EXERCISES TO COMPLETE →
1 – In the email thread about testing __thread variables, why does Ralf Wildenhues suggest looking for guaranteed observable semantics of __thread rather than relying on volatile? Answer in one to three sentences.
2 – Continue the email thread about testing __thread variables, starting after its last line.

╭─ EXTRACT TO READ

On Tue, Jun 08, 2010 at 09:04:39PM +0200, Ralf Wildenhues wrote:
> * Jakub Jelinek wrote on Tue, Jun 08, 2010 at 08:50:58PM CEST:
> > On Tue, Jun 08, 2010 at 08:27:55PM +0200, Ralf Wildenhues wrote:
> > > So, when we are admitting to the use of volatile as a hack to tame the
> > > optimizer beast, let's turn the question around: does __thread have any
> > > guaranteed observable semantics that we can test instead?  I.e.,
> > > something that doesn't need revisiting with the great optimizing
> > > features of next year's GCC?
> > 
> > The property is that addresses of the __thread variable in different
> > concurrent threads are different (or, in other way, modifying the __thread
> > var in one thread won't modify it in the other thread).
> 
> So, a test that modifies the __thread variable in one thread, gives up a
> mutex, then the other thread grabs it, and looks whether its copy of the
> variable was updated should work without volatile, and regardless of the
> power of your optimizer, and has the additional property of relying only
> on semantics guaranteed by standards.  Right?

╰─
╭─ RECORDED DATA

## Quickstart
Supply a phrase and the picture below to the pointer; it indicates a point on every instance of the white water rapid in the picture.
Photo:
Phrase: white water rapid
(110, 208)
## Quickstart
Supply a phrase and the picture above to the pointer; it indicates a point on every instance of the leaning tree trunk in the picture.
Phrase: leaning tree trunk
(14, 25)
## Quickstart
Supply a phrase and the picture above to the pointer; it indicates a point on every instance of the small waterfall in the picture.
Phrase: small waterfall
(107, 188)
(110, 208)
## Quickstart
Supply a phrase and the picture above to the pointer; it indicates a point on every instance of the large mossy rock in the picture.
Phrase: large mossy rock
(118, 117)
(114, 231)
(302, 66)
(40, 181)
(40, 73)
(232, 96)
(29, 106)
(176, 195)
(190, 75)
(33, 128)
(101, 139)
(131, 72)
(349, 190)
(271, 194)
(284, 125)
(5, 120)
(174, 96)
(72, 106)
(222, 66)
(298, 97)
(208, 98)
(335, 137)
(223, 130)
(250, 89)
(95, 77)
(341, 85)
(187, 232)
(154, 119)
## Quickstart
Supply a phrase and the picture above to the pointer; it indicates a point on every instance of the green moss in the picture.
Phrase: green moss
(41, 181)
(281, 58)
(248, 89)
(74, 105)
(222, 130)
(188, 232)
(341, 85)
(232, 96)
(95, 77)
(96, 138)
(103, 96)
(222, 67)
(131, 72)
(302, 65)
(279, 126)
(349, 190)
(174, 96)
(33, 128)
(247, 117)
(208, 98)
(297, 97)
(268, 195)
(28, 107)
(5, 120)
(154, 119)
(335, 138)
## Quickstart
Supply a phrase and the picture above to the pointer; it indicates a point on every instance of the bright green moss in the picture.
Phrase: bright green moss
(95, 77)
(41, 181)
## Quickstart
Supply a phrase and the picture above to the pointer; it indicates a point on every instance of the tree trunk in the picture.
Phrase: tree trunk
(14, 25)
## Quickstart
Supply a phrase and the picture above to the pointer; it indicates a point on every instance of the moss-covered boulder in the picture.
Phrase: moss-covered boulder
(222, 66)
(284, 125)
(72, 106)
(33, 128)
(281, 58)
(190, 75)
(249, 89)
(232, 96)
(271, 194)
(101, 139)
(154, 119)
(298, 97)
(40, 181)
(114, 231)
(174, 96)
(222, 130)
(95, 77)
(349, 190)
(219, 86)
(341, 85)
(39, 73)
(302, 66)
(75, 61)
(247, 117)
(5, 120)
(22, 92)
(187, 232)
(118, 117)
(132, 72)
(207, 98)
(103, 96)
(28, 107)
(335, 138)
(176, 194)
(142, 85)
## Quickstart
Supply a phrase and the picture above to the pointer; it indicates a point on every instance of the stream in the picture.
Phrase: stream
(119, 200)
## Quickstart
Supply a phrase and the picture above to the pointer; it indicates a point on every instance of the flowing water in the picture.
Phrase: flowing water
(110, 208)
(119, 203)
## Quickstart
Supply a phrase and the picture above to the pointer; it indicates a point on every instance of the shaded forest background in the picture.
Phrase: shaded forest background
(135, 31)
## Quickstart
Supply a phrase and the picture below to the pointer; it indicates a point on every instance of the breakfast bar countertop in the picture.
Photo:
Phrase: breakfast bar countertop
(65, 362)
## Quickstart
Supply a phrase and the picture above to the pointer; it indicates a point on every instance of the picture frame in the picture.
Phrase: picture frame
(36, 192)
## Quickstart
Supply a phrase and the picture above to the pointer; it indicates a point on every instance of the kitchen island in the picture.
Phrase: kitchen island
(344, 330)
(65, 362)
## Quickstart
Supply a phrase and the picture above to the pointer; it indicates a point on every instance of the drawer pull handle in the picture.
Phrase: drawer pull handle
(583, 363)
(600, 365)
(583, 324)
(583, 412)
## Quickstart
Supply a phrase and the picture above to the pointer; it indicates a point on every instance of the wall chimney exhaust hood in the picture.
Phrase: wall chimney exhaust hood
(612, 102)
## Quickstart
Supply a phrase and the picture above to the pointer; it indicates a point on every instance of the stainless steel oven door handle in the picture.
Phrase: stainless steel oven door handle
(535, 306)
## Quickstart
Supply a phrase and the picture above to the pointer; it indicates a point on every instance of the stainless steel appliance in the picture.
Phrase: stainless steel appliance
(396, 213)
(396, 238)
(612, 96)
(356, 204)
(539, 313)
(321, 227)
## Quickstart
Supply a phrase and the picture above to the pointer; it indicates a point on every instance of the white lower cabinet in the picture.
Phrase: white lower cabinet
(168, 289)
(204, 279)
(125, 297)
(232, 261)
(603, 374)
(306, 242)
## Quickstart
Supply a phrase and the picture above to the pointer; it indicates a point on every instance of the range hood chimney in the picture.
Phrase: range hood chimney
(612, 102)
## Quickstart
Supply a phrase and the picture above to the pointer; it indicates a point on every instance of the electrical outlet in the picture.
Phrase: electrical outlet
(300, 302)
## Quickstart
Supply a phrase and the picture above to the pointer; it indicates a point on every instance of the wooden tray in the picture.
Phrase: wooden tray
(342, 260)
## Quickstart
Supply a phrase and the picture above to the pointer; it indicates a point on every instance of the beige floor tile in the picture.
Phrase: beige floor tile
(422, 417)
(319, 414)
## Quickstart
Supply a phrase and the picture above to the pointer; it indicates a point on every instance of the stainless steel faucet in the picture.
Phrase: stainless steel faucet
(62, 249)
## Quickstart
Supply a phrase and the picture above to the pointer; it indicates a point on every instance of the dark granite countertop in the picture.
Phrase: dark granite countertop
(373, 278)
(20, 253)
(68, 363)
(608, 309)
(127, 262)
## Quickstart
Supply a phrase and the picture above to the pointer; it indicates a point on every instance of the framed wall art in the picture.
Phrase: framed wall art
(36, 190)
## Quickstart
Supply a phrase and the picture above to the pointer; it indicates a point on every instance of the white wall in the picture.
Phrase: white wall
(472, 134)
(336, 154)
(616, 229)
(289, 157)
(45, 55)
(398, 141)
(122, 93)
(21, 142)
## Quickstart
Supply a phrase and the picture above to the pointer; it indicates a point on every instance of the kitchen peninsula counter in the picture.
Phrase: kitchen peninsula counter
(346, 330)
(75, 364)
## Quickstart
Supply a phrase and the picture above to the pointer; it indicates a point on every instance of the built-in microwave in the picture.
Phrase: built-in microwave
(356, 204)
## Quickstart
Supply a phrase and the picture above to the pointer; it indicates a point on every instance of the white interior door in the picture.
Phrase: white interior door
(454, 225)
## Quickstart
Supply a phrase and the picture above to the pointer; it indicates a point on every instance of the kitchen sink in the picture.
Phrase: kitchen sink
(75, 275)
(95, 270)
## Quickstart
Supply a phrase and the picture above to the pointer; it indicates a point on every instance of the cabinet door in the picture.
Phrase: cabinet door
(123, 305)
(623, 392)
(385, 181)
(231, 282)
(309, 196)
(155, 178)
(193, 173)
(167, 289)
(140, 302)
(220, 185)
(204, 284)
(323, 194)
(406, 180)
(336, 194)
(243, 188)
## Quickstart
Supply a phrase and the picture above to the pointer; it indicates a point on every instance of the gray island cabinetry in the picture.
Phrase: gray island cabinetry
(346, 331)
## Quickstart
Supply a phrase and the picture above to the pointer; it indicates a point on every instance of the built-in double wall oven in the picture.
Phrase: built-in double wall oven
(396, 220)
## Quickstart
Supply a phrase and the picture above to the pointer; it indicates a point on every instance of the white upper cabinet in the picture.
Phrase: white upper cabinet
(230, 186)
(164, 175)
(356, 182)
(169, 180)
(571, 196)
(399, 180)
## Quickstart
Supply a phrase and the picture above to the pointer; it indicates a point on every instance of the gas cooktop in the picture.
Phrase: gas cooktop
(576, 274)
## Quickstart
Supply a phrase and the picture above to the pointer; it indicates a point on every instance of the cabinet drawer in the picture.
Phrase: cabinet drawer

╰─

ANSWERS →
1 – He admits that volatile is only a hack to tame the optimizer. He wants a test that won't need revisiting when next year's GCC brings more powerful optimizations.

2 –
No.

At least for __thread vars where the address isn't passed to other threads,
the ___thread var can't be modified by other threads, so if you do
a = 1;
while ... pthread_cond_wait (&c, &m);	/* Make sure other thread runs its criticial section which sets a = 2; */
if (a != 1)
  abort ();
I don't see why smart optimizer couldn't optimize that a != 1 test away.

The test is testing for a bug in old glibcs which was violating the __thread
property, and I believe you really need some optimization barriers for the
test, otherwise some smart optimization in the future will optimize the test
away and let it succeed on buggy old glibcs.